══ DATA LINES

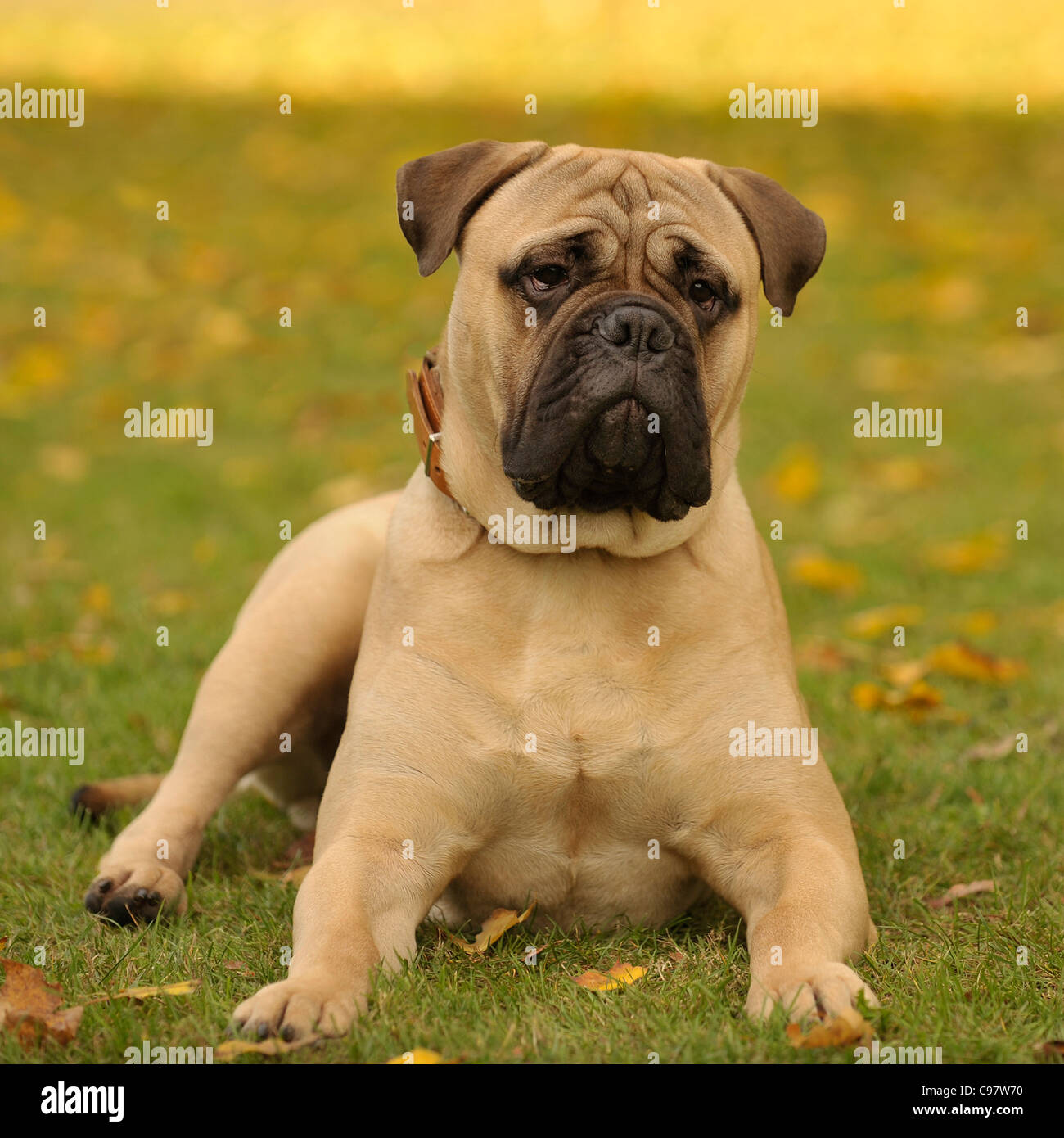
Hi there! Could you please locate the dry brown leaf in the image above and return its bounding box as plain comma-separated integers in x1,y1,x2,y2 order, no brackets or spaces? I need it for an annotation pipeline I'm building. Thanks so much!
960,733,1017,759
794,639,872,671
572,964,647,992
451,901,536,955
787,1007,872,1048
214,1035,321,1063
385,1047,454,1066
927,881,994,910
926,641,1026,684
0,960,84,1050
850,680,967,723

════

- OBJECTIVE
Scale the data above by writing out every line again, requests included, with each bounding-box coordinate in the answers multiplied by 2.6 and rounded to a whole number (halves round up). Leave the pictures out of your output.

- ANSWER FOR THIS EXERCISE
Hi there! Could you please locate the dry brown leaf in the image above and return its bounding box as plain comma-separated integers in x1,y1,x2,y2 order, no brackets or spaces? I need it for an annotation pipeline I'm building. Thanks so much!
2496,1906,2644,1973
2064,1661,2267,1745
1487,2506,1682,2579
1173,2343,1394,2483
2046,2618,2267,2725
556,2691,835,2764
1001,2722,1180,2772
2410,2291,2584,2366
2408,1667,2668,1778
0,2496,218,2730
2210,1768,2514,1880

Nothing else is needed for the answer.